Please give the data below again in full, exactly as it stands.
-------------------------
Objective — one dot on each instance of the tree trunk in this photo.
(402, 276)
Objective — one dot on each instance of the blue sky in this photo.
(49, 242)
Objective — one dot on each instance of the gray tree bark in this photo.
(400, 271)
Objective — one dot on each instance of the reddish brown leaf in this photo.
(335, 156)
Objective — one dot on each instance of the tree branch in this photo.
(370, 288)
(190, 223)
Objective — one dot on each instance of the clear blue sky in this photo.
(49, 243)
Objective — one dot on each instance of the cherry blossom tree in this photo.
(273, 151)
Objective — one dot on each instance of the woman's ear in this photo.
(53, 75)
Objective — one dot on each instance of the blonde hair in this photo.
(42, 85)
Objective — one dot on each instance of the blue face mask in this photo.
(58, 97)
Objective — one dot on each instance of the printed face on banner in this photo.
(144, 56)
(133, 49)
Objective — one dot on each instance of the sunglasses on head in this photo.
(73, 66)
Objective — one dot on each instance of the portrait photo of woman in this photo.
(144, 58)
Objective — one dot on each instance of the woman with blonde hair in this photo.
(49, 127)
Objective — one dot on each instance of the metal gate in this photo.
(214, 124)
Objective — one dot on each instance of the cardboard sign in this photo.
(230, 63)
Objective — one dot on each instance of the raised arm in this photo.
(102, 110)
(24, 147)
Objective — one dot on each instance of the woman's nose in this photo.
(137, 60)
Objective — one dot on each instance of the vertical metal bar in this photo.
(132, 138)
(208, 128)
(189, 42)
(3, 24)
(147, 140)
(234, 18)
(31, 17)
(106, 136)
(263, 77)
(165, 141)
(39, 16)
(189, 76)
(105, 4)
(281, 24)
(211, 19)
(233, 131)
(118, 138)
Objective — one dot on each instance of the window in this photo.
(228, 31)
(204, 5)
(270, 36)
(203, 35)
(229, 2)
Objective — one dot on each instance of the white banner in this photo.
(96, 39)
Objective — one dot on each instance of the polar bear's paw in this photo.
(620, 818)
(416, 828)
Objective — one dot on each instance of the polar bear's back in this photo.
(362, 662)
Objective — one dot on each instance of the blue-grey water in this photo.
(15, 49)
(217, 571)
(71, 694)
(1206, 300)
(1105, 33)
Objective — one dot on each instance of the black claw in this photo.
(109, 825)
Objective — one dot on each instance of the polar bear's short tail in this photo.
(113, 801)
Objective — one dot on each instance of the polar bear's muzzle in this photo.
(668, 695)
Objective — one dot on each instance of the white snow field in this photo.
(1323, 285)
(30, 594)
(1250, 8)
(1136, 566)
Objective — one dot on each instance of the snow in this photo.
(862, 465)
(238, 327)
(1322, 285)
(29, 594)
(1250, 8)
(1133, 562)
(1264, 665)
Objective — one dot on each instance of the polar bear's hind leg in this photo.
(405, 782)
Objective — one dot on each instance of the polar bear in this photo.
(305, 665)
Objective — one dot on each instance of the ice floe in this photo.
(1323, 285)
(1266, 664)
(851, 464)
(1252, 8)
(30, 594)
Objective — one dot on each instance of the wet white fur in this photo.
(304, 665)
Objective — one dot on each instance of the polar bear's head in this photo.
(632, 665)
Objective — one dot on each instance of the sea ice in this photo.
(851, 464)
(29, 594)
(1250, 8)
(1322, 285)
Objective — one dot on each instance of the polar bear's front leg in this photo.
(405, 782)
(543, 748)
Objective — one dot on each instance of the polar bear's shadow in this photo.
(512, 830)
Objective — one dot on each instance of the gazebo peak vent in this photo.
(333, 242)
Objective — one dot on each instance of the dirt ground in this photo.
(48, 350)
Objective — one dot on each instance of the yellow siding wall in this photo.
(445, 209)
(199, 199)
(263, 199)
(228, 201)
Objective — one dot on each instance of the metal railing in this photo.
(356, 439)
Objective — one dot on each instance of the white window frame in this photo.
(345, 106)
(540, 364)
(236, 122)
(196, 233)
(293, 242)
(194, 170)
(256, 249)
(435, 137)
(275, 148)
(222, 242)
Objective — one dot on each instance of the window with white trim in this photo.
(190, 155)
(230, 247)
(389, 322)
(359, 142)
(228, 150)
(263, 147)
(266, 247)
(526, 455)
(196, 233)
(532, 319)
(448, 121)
-------------------------
> [Result]
Objective — one dot on each instance of the tree trunk in this photo.
(402, 276)
Objective — one dot on each instance of the blue sky in this photo.
(49, 242)
Objective — one dot on each instance of the gray tree bark in this photo.
(400, 271)
Objective — one dot on each instance of the reddish brown leaf in this photo.
(335, 156)
Objective — one dot on each instance of the tree branch in this photo.
(370, 288)
(190, 223)
Objective — one dot on each instance of the clear blue sky in this photo.
(49, 243)
Objective — one dot on each instance of the cherry blossom tree in this photo.
(273, 151)
Objective — one dot on each instance of the woman's ear in this photo.
(53, 75)
Objective — one dot on each instance of the blonde hair in this photo.
(42, 85)
Objective — one dot on each instance of the blue face mask in this photo.
(58, 97)
Objective — one dot on each instance of the printed face on banner in this photo.
(144, 56)
(133, 49)
Objective — one dot on each instance of the sunglasses on head in this photo.
(73, 66)
Objective — one dot on each instance of the portrait photo of woman in this photo.
(144, 58)
Objective — one dot on each instance of the woman with blonde hair in this photo.
(49, 127)
Objective — one dot on each instance of the metal gate in this photo.
(214, 124)
Objective — one dot on each instance of the cardboard sign in this photo.
(230, 63)
Objective — one dot on each instance of the raised arm in this photo.
(102, 110)
(24, 147)
Objective — one dot on each instance of the woman's nose in this photo.
(137, 60)
Objective — one dot on each instance of the vertical metal bar in this photo.
(132, 138)
(208, 128)
(189, 42)
(3, 24)
(147, 140)
(234, 18)
(31, 17)
(106, 136)
(263, 77)
(165, 141)
(39, 16)
(189, 76)
(105, 4)
(281, 24)
(211, 19)
(233, 131)
(118, 138)
Objective — one dot on each instance of the window in this photo.
(228, 31)
(204, 5)
(270, 36)
(203, 35)
(229, 2)
Objective — one dot on each instance of the white banner in this photo.
(96, 39)
Objective — one dot on each instance of the polar bear's paw in this photo.
(620, 818)
(416, 828)
Objective — one dot on each instance of the polar bear's back in this photo.
(362, 662)
Objective — one dot on each instance of the blue-grey water in this photo.
(15, 49)
(217, 571)
(71, 694)
(1206, 300)
(1105, 33)
Objective — one dot on each instance of the black claw in this photo.
(109, 825)
Objective — one dot on each instance of the polar bear's short tail in this photo.
(113, 801)
Objective — one dot on each instance of the polar bear's muzzle in this photo.
(668, 695)
Objective — one dot on each instance of the white snow field in this photo.
(1323, 285)
(30, 594)
(1250, 8)
(1136, 566)
Objective — one dot on each instance of the snow in this photo.
(862, 465)
(238, 327)
(1322, 285)
(29, 594)
(1250, 8)
(1133, 562)
(1264, 665)
Objective — one dot on each instance of the polar bear's hind leg in this photo.
(405, 782)
Objective — one dot on each instance of the polar bear in this photo.
(305, 665)
Objective — one dot on each instance of the ice floe in this photo.
(1323, 285)
(1266, 664)
(851, 464)
(1252, 8)
(30, 594)
Objective — one dot on each instance of the wet white fur in this photo.
(304, 665)
Objective — one dot on each instance of the polar bear's head in this photo.
(632, 665)
Objective — one dot on each instance of the sea ice in this photo.
(851, 464)
(29, 594)
(1250, 8)
(1322, 285)
Objective — one dot on each instance of the polar bear's front leg in this photo.
(405, 782)
(543, 748)
Objective — one dot on each instance of the polar bear's shadow in this photo.
(512, 830)
Objective — one dot on each instance of the gazebo peak vent in this photo.
(333, 242)
Objective — one dot on each instance of the dirt ground in this photo.
(48, 350)
Objective — one dot on each instance of the yellow siding wall in this photo.
(445, 209)
(199, 199)
(263, 199)
(228, 201)
Objective — one dot on each instance of the metal railing in this photo.
(356, 439)
Objective — one dot on each instance of the white window frame in this photo.
(345, 106)
(540, 364)
(236, 122)
(196, 233)
(293, 242)
(194, 170)
(256, 249)
(435, 137)
(275, 148)
(222, 242)
Objective — one dot on each instance of the window with white trim in this photo.
(190, 155)
(230, 247)
(389, 322)
(359, 142)
(228, 150)
(263, 147)
(266, 247)
(526, 455)
(196, 233)
(532, 319)
(448, 121)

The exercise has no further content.